───── Records shown
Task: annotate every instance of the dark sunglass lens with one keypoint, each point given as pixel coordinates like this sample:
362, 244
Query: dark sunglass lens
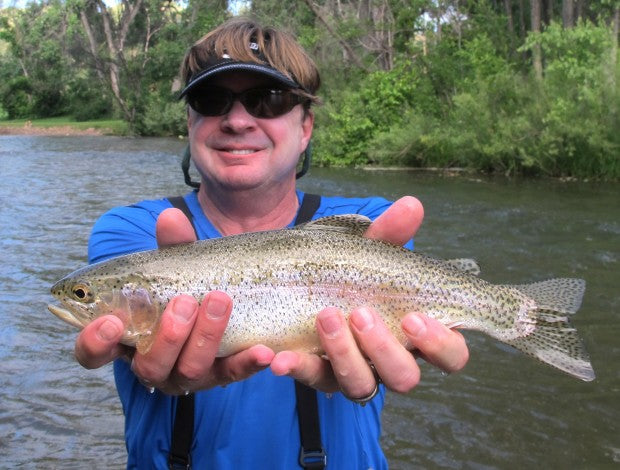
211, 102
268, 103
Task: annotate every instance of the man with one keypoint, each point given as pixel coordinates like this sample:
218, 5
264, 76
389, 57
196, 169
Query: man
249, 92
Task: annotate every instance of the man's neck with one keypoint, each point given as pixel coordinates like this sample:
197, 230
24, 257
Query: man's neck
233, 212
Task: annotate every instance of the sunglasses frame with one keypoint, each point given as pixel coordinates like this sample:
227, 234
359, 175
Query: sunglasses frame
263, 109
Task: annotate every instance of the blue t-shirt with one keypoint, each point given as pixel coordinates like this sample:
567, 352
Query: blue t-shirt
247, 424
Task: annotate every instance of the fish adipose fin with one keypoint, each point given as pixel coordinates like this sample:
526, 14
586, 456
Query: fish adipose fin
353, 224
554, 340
──────────
### Given task
Copy out everything from the line containing "Task: annotate every instance of the blue" down to the end of the data, keeping every line word for word.

### Result of this task
Task: annotate every instance of the blue t-shirt with one keypoint, each point given as pixel coordinates like this sample:
567, 352
Query: blue t-shirt
247, 424
Task: annotate every instance of the fish adipose fin with one keypoint, each point given as pixel coordinates like this sample:
526, 14
586, 456
Query: fish adipose fin
353, 224
554, 340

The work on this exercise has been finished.